- _WHAT TO WORK ON_:
What is needed here is every line of the records that includes "grille".

'''

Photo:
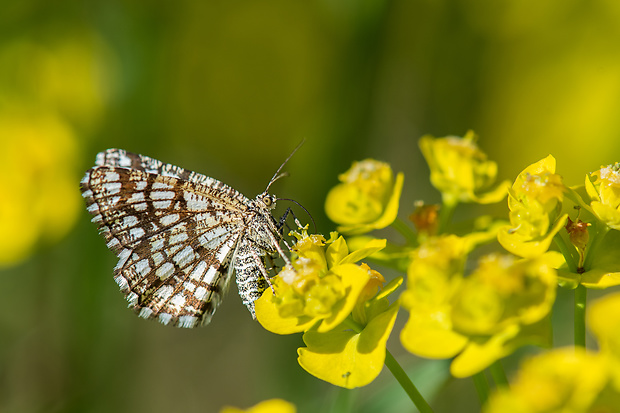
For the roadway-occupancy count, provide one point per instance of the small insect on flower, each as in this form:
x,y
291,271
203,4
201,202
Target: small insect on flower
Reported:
x,y
179,235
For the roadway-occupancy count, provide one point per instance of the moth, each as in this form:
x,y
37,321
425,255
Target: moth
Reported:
x,y
180,236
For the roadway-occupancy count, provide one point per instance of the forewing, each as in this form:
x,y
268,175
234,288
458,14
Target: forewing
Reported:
x,y
174,239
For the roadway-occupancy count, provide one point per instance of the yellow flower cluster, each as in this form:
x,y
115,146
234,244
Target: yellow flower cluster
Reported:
x,y
603,187
341,307
460,170
479,318
366,199
535,202
568,379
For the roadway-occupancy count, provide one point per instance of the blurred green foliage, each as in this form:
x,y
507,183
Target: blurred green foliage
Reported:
x,y
228,88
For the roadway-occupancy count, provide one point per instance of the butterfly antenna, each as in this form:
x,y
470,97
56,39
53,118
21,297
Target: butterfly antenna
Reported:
x,y
279,175
302,207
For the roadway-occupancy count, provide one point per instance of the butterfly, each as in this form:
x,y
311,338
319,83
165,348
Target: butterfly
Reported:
x,y
179,236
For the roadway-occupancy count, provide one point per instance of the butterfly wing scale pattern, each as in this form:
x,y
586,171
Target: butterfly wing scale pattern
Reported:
x,y
178,236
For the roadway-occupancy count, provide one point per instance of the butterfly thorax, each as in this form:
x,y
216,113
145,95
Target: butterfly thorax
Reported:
x,y
261,228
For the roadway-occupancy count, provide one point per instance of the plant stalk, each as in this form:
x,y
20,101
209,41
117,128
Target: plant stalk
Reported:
x,y
406,383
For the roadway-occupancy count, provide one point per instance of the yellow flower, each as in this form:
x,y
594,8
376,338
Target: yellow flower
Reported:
x,y
565,380
503,291
460,170
267,406
50,89
502,305
433,277
534,201
604,321
40,201
603,186
322,286
367,197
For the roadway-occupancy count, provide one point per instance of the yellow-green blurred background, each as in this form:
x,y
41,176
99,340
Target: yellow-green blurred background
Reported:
x,y
228,88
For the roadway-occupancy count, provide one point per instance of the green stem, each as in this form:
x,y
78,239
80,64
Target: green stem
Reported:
x,y
398,373
482,387
566,251
400,226
580,315
498,373
596,242
406,383
445,214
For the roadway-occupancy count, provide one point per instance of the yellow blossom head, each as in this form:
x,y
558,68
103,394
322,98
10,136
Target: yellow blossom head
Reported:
x,y
322,286
366,199
267,406
460,170
534,201
562,380
603,187
503,291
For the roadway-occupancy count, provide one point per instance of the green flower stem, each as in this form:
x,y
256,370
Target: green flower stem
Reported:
x,y
445,213
596,242
406,383
482,387
398,373
400,226
498,373
580,315
566,251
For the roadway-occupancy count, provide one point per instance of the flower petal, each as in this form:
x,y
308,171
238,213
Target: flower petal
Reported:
x,y
346,358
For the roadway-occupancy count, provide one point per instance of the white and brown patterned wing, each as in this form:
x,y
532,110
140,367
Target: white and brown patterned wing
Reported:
x,y
123,159
174,238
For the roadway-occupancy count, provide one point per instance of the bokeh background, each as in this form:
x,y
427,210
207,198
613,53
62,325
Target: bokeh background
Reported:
x,y
229,88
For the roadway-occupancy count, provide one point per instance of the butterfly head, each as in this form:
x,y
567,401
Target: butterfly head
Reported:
x,y
266,201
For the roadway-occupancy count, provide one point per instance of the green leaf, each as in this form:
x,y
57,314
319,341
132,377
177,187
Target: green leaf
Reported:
x,y
370,248
336,251
346,358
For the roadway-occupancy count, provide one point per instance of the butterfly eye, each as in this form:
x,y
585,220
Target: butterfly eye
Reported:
x,y
267,200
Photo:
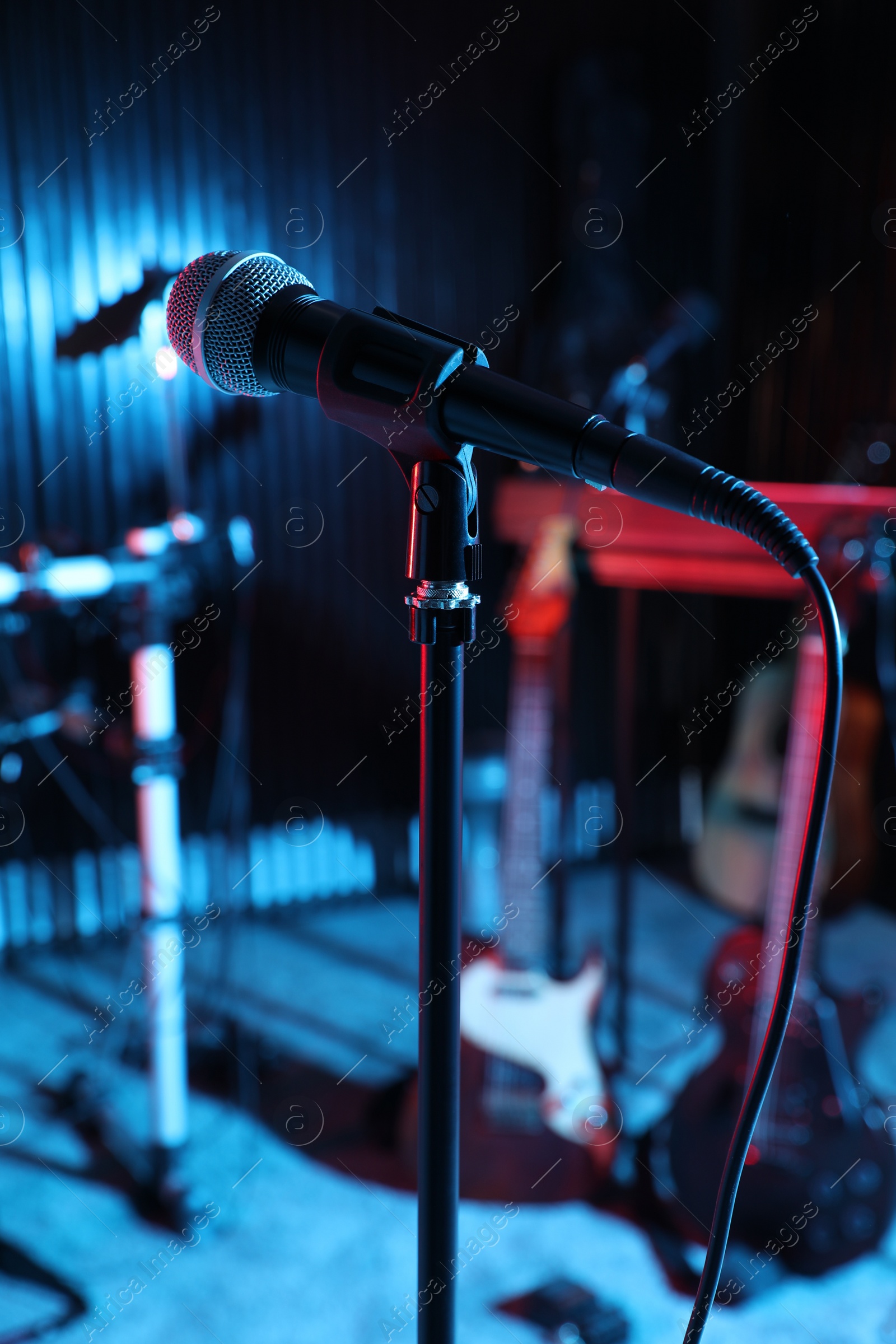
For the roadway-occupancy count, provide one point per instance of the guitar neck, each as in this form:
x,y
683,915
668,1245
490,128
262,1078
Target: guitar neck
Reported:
x,y
528,754
796,794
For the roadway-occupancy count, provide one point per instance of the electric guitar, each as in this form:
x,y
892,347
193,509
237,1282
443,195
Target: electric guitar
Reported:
x,y
531,1080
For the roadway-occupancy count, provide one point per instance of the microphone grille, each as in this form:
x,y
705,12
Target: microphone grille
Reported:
x,y
184,299
230,318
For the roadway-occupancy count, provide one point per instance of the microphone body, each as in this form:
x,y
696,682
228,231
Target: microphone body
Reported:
x,y
249,323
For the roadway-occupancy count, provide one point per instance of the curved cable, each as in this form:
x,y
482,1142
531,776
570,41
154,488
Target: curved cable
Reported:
x,y
790,962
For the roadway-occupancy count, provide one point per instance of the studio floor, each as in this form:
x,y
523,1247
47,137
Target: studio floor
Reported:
x,y
302,1252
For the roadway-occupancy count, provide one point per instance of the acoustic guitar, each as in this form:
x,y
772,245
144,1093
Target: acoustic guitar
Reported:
x,y
817,1154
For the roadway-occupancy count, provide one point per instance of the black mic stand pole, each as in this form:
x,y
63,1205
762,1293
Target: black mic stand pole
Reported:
x,y
442,613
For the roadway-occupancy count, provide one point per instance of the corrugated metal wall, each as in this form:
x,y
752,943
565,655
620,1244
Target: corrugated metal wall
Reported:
x,y
253,128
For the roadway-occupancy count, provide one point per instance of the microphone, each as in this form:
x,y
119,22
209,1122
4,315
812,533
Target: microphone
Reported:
x,y
248,323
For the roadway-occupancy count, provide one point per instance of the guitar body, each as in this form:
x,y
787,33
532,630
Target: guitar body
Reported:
x,y
536,1121
812,1155
504,1161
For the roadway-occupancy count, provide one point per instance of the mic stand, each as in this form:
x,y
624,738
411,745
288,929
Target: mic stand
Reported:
x,y
155,778
444,523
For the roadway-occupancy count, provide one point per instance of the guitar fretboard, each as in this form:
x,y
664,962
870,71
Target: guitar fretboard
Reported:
x,y
796,792
530,745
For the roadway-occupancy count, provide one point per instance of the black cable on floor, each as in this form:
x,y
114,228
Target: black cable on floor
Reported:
x,y
790,962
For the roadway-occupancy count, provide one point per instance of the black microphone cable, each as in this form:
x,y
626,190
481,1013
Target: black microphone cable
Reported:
x,y
250,324
790,962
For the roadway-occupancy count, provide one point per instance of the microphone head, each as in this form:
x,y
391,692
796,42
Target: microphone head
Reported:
x,y
214,311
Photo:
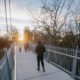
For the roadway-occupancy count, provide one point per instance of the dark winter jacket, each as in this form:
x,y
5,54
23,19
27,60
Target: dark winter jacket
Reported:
x,y
40,49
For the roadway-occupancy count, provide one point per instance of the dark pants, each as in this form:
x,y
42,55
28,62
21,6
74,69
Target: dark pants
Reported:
x,y
40,59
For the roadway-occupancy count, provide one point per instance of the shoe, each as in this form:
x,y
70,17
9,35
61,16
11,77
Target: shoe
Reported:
x,y
38,69
43,70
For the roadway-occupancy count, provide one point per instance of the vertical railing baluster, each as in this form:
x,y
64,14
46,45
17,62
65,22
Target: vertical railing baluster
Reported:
x,y
74,65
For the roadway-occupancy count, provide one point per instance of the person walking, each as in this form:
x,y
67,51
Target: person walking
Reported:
x,y
40,49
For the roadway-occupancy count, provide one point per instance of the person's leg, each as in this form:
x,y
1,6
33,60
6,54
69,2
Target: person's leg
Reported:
x,y
42,62
38,63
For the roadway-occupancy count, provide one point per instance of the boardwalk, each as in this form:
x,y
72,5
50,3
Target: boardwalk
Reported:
x,y
27,69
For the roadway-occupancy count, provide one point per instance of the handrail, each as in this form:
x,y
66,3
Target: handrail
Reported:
x,y
63,54
73,56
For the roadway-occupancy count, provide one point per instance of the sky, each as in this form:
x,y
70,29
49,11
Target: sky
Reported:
x,y
20,13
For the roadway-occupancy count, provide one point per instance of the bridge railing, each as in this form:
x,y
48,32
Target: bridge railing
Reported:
x,y
6,65
63,59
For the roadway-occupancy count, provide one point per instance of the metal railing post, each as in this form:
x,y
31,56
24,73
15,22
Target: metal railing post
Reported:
x,y
74,65
48,53
8,68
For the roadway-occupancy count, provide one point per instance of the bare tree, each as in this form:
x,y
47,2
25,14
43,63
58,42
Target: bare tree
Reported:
x,y
53,17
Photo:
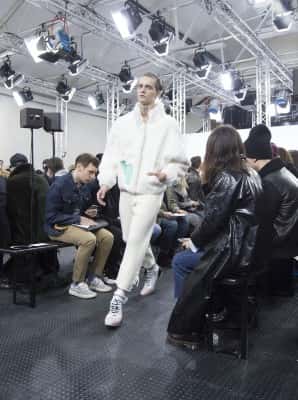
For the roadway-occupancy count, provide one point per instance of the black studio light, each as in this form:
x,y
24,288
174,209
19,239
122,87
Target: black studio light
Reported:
x,y
127,19
65,91
22,96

'''

- _OUTPUT BELOW_:
For the roadway-occupancy count, provide one point per instance of the microphone grille, each as in this form:
Target: microphone grille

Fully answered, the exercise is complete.